• **WHAT IS NEEDED**
The answer must be every entry below, word for word, with the pictures left out.

SUPPLIED DATA section start

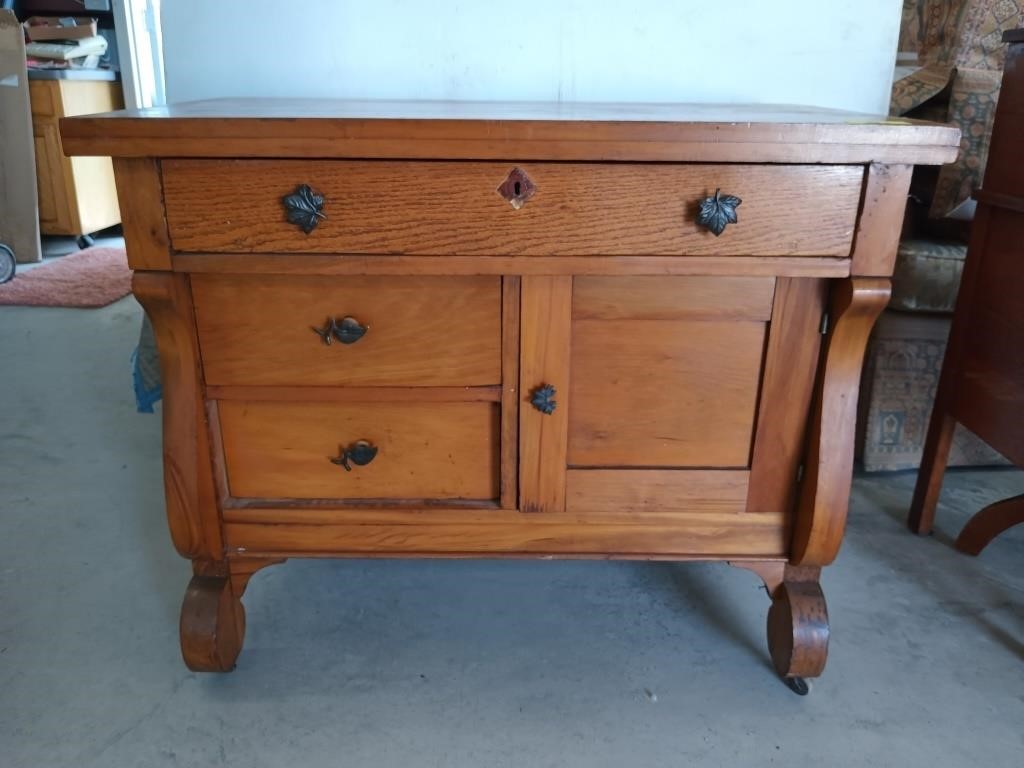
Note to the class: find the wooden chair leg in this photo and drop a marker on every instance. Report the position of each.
(988, 523)
(933, 467)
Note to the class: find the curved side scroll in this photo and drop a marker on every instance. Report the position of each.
(824, 494)
(192, 513)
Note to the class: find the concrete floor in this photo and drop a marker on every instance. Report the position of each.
(459, 663)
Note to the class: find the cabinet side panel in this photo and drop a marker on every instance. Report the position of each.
(791, 365)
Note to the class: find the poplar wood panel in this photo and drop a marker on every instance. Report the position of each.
(711, 536)
(596, 493)
(423, 331)
(663, 297)
(481, 130)
(453, 208)
(664, 393)
(429, 451)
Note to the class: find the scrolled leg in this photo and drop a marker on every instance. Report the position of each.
(798, 628)
(213, 625)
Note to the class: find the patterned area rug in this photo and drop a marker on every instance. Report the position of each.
(91, 278)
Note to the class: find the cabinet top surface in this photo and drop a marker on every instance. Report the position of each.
(327, 128)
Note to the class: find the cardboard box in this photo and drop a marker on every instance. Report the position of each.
(43, 29)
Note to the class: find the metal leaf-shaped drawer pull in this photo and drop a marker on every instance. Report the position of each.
(347, 331)
(359, 453)
(304, 208)
(718, 211)
(543, 398)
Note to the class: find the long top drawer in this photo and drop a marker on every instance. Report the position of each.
(462, 208)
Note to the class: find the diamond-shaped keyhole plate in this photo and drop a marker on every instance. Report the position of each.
(517, 188)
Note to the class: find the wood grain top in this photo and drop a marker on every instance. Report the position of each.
(326, 128)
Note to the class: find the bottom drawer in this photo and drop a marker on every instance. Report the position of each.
(435, 451)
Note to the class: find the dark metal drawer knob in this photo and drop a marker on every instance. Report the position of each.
(359, 453)
(718, 211)
(347, 331)
(543, 398)
(304, 208)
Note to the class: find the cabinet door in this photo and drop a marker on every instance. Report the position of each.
(674, 395)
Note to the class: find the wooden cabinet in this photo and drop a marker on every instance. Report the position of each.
(77, 196)
(510, 335)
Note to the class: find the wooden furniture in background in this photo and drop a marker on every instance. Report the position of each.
(534, 351)
(77, 196)
(18, 206)
(982, 381)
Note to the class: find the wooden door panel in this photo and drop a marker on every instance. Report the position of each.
(664, 393)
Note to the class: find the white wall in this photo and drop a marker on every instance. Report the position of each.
(837, 53)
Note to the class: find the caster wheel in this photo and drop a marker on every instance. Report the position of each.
(7, 263)
(798, 685)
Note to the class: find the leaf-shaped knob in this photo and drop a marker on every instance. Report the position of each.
(304, 208)
(543, 398)
(718, 211)
(347, 331)
(359, 453)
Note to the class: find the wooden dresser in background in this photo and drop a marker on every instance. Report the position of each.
(457, 330)
(77, 196)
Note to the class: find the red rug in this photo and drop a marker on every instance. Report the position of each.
(91, 278)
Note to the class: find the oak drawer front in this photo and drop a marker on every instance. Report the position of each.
(663, 373)
(434, 451)
(418, 331)
(455, 208)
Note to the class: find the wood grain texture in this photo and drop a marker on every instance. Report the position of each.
(212, 626)
(141, 196)
(824, 495)
(432, 451)
(355, 394)
(798, 625)
(663, 298)
(593, 493)
(443, 208)
(791, 365)
(886, 192)
(281, 263)
(511, 300)
(76, 194)
(423, 331)
(732, 133)
(664, 393)
(188, 485)
(700, 536)
(546, 309)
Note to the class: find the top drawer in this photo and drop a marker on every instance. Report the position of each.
(455, 208)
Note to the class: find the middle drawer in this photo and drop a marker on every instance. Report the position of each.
(418, 331)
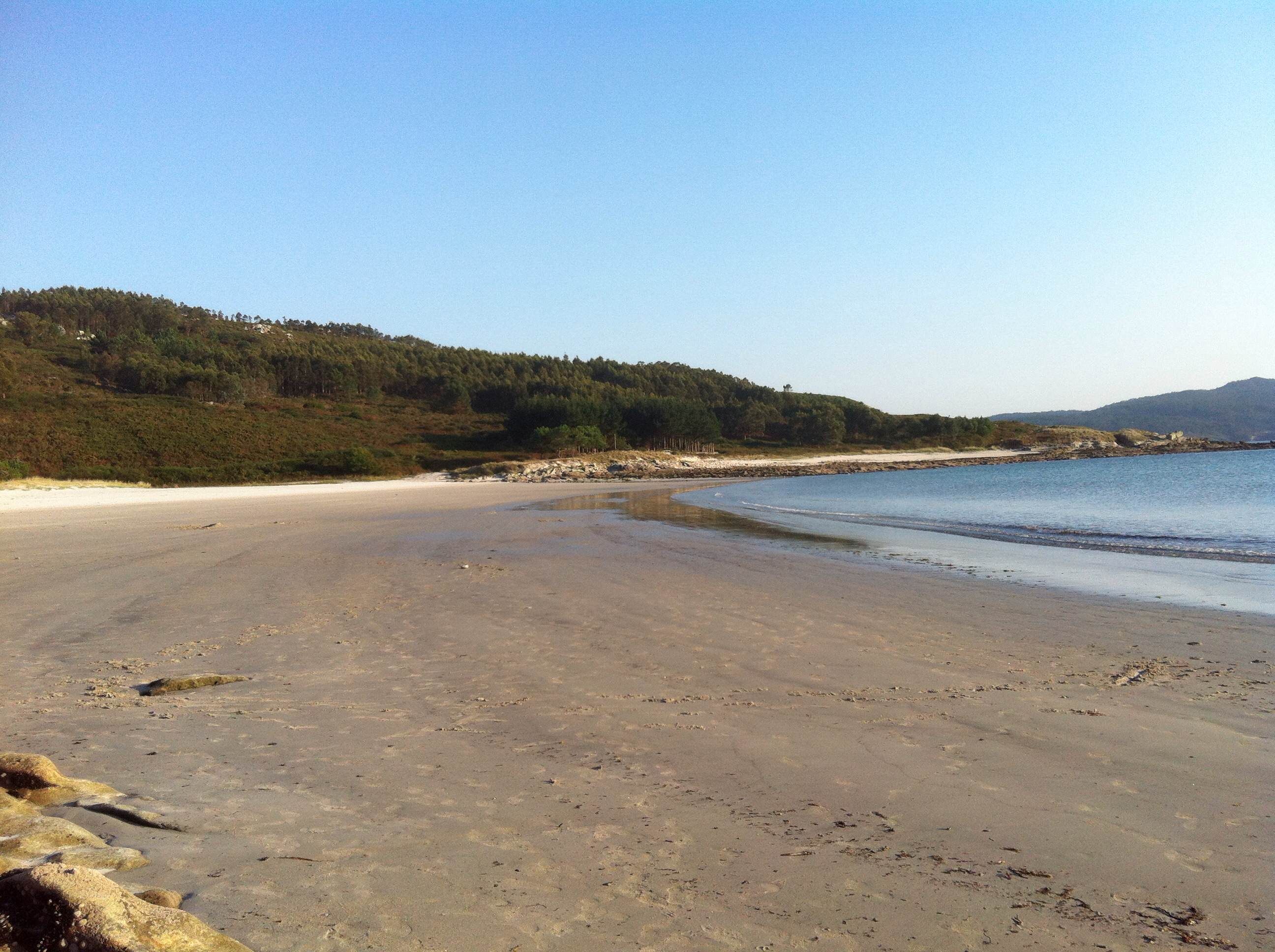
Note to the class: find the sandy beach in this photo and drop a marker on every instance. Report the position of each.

SUPPLIED DATA section end

• **ANSWER TO THE PROBLEM**
Note to the class: find the wooden chair leg in this photo and drop a marker on every instance. Report the position of each.
(988, 523)
(933, 467)
Note to the class: find the curved side scroll in this photo and drop a marker on every instance. Report the position of each.
(824, 494)
(192, 513)
Note to the class: find the concrete floor in this photo and drop a marker on every instance. Report the position of each.
(459, 663)
Note to the class: find the cabinet side panel in this photo and drop a marker on every instance. Report the position of each.
(791, 365)
Note to the class: find the poplar wood panel in this photo and drop a marker on every instance. Report the position of each.
(711, 536)
(596, 493)
(423, 331)
(663, 297)
(481, 130)
(453, 208)
(664, 393)
(429, 451)
Note to the class: find the scrolled leg in this photo and drop a marker on every instance. Report the position of each.
(798, 628)
(213, 625)
Note to the class: find the patterned area rug in this photo and drop a marker on every instance. Report the position of each.
(91, 278)
Note to the class: find the cabinet top surface in this photo and drop a marker on every instance. Report the position of each.
(327, 128)
Note to the class: find the cardboard box in this photo and drop a marker on every instance. Report the position of each.
(43, 29)
Note to the class: find the metal leaf-shaped drawer pull in this photo and drop a marker on every instance. Report the position of each.
(347, 331)
(359, 453)
(304, 208)
(718, 211)
(543, 398)
Note to the class: find the long top drawer in this photo and drop a marker on every instance. Report the position of each.
(462, 208)
Note to the class: find the diamond-shaped keyhole plate in this photo and drop a marker on every instance. Report the position of each.
(517, 188)
Note to the class: find the wood grain top in this photo and drop a marker on every instance. Report the position of each.
(326, 128)
Note to the class: find the bottom drawer in this photo and drop a marker on every instance. Report the position of each.
(435, 451)
Note to the class: find the dark metal drawer knob in this photo and drop a marker on every instance. Report the position of each.
(359, 453)
(718, 211)
(347, 331)
(543, 398)
(304, 208)
Note to the class: find the cabinet door in this photo and drop a marker on every instance. Report the position of each.
(674, 395)
Note to the class: find the wooden cabinet in this photo and drop a marker on every instance. Report the position of each.
(77, 196)
(510, 335)
Note to the class: find the wooden furniture in background in this photo and drop a marker on every instance. Report the position of each.
(534, 351)
(77, 196)
(18, 206)
(982, 381)
Note to the class: find the wooden door panel in this photo and drop a marker on every instance. Report the position of each.
(664, 393)
Note to the class: find the white wall in this photo and drop a marker on every instance. Report the position of each.
(837, 53)
Note to the class: find the caster wheel in this photo and drop a marker on every instance. Report the position of each.
(7, 263)
(798, 685)
Note to the class: find the leaf-shaped knob in this photo and drop a marker on every instance. Report the position of each.
(304, 208)
(543, 398)
(718, 211)
(347, 331)
(359, 453)
Note to the class: find the wooden dresser in background in this photo and drop a marker on every instance. Report the position of each.
(457, 330)
(77, 196)
Note to the class: find the red rug in this photo and drop a marker on every instance. Report the position of each.
(91, 278)
Note to the class: find the oak drawer front in this photo and drop a marker on every instance. Report the position of each.
(663, 373)
(434, 451)
(418, 331)
(455, 208)
Note to the class: find the wood grain texture in this photo and drop a marker on every instance. Report the position of each.
(212, 626)
(141, 196)
(824, 495)
(432, 451)
(355, 394)
(798, 625)
(663, 298)
(593, 493)
(443, 208)
(791, 365)
(886, 192)
(281, 263)
(511, 300)
(76, 194)
(423, 331)
(732, 133)
(664, 393)
(188, 485)
(700, 536)
(546, 309)
Note to the class: find the top drawer in this photo and drop a marker on every instance. Report the position of each.
(455, 208)
Note to the class: find the middle drawer in this photo and drop a marker on every instance. Report the position of each.
(418, 331)
Note to the class: find the sandy beach in this photo and drop a marker on every instance. Report the position of each.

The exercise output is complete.